--- TEXTE À LIRE ---
□ □ □ □ □ □ □
La question des 20 000 réfugiés afghans en voie de s’établir au Canada témoigne d’une problématique plus large : celle du nombre record de personnes déplacées dans le monde. Selon les Nations unies, plus de 84,4 millions de personnes, dont de 30 à 40 millions d’enfants, avaient été forcées de quitter leur foyer en date de la fin 2020, du jamais vu. Voici quelques-uns des points chauds de la planète.

Éthiopie

Environ 24 000 réfugiés érythréens vivent dans deux camps de réfugiés dans la région du Tigré, dans le nord de l’Éthiopie. Ils sont coincés dans un conflit armé entre les forces érythréenne et éthiopienne. Human Rights Watch fait état « d’exécutions sommaires, de violences sexuelles, de pillages, de détentions arbitraires et d’attaques visant des usines, des écoles et des hôpitaux » dans cette région difficile d’accès où 4 millions de personnes, soit 70 % de la population du Tigré, manquent de nourriture.
□ □ □ □ □ □ □
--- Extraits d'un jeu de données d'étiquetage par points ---
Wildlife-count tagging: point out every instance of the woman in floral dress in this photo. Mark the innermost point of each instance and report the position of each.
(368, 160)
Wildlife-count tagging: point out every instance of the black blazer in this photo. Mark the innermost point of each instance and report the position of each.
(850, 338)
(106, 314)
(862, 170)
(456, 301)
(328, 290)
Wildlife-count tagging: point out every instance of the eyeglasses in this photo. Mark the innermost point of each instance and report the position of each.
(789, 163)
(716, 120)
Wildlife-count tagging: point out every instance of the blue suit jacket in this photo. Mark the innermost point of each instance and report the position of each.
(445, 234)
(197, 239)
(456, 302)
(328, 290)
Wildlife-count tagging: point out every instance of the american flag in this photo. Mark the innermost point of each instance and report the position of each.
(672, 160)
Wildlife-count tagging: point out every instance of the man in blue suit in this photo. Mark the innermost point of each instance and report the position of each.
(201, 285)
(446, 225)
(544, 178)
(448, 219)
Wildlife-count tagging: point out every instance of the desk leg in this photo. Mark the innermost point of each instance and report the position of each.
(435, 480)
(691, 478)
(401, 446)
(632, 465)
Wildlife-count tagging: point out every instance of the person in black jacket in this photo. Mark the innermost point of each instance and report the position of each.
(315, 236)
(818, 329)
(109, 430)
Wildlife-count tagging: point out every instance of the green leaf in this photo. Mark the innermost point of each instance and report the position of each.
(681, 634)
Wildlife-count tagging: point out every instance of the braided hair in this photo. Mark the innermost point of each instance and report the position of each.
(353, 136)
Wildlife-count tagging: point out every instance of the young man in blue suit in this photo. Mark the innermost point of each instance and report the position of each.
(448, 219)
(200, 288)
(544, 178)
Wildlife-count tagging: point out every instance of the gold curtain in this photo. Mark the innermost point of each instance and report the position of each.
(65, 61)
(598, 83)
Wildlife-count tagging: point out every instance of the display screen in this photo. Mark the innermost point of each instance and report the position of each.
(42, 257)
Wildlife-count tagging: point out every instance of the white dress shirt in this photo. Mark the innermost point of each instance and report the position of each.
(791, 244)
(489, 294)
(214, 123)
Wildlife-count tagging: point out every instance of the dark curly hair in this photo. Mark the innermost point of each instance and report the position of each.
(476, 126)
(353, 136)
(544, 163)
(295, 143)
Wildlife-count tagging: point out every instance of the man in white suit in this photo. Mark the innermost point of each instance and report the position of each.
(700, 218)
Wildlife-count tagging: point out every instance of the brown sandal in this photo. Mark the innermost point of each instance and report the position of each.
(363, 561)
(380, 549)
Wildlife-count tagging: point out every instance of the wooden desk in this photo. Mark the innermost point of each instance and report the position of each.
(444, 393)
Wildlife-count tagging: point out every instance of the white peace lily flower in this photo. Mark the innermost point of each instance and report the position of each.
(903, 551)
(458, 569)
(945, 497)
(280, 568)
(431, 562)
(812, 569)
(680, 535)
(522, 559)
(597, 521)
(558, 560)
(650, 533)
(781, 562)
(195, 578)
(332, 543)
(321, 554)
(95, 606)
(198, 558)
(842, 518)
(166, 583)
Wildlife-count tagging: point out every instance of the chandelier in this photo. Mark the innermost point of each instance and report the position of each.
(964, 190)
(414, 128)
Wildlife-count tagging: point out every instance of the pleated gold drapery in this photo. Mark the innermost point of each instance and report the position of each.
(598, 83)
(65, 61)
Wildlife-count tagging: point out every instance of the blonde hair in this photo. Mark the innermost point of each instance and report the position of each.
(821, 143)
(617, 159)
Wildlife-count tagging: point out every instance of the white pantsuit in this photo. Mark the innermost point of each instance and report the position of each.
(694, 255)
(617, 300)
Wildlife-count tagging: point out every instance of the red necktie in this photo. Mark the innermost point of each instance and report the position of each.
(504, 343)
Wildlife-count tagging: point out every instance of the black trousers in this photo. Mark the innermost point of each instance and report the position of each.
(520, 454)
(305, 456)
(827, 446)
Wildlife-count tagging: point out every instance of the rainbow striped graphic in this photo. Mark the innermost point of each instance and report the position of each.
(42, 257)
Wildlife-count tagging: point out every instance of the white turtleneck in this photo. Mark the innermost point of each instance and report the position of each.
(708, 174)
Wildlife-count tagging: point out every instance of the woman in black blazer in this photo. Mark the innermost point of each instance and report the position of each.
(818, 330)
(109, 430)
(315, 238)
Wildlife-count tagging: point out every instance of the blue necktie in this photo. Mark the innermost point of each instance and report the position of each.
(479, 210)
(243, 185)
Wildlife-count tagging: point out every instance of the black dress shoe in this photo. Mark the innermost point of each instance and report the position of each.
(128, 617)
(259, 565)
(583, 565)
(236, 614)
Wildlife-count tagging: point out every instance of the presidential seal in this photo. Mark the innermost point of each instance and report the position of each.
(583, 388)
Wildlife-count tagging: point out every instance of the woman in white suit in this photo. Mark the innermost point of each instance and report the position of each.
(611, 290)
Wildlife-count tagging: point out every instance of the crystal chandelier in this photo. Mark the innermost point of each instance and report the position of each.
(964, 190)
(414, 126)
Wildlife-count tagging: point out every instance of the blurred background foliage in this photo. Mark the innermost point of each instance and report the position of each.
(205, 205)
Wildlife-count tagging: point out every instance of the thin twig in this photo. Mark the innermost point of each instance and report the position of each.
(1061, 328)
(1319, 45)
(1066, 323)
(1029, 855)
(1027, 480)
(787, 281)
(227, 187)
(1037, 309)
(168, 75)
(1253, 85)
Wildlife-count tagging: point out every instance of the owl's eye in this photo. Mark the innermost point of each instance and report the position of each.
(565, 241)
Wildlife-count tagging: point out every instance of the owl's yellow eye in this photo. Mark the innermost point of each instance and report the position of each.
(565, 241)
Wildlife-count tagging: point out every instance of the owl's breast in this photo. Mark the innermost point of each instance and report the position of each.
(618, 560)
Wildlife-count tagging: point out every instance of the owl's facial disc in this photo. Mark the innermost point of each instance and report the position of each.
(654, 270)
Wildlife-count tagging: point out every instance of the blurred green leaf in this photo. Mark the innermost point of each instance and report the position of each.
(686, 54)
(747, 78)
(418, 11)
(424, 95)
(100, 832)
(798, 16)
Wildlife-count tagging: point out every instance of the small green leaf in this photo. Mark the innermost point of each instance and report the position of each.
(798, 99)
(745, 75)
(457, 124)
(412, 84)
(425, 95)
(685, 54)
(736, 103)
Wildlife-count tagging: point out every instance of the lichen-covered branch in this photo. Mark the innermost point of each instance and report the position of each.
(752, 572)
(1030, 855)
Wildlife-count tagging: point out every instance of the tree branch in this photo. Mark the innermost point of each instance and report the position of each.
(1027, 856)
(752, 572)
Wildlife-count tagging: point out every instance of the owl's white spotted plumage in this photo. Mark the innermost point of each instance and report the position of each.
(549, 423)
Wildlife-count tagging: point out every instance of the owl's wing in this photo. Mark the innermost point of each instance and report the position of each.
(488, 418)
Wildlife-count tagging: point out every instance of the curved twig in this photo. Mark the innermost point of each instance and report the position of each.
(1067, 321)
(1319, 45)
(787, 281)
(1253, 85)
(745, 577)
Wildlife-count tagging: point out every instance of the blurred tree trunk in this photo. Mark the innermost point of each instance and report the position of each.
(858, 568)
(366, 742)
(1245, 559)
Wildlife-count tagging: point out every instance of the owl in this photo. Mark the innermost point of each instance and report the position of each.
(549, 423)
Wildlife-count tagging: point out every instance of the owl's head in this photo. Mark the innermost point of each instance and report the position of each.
□ □ □ □ □ □ □
--- CONSIGNES ÉCRITES ---
A. Reproduisez fidèlement le passage du texte sur les personnes déplacées qui commence par « La question des » et se poursuit jusqu'à « de la planète. ».
B. Répondez brièvement aux questions suivantes d'après le texte sur les personnes déplacées :
(i) Combien de réfugiés afghans sont en voie de s'établir au Canada ?
(ii) Selon les Nations unies, combien de personnes avaient été forcées de quitter leur foyer à la fin 2020 ?
(iii) Dans combien de camps vivent les réfugiés érythréens de la région du Tigré ?
C. Indiquez si chacun des énoncés suivants concorde avec le texte sur les personnes déplacées, en répondant par oui ou par non et en citant les mots décisifs du texte :
(i) Les réfugiés érythréens du Tigré vivent dans le sud de l'Éthiopie.
(ii) Soixante-dix pour cent de la population du Tigré manque de nourriture.
(iii) Les enfants comptent pour 30 à 40 millions des personnes déplacées.
Le matériel présenté ci-dessus est sans rapport avec le texte.

--- RÉPONSES PAR CONSIGNE ---
A.
La question des 20 000 réfugiés afghans en voie de s’établir au Canada témoigne d’une problématique plus large : celle du nombre record de personnes déplacées dans le monde. Selon les Nations unies, plus de 84,4 millions de personnes, dont de 30 à 40 millions d’enfants, avaient été forcées de quitter leur foyer en date de la fin 2020, du jamais vu. Voici quelques-uns des points chauds de la planète.

B.
(i) 20 000.
(ii) Plus de 84,4 millions.
(iii) Dans deux camps.

C.
(i) Non : « dans la région du Tigré, dans le nord de l’Éthiopie ».
(ii) Oui : « 4 millions de personnes, soit 70 % de la population du Tigré, manquent de nourriture ».
(iii) Oui : « dont de 30 à 40 millions d’enfants ».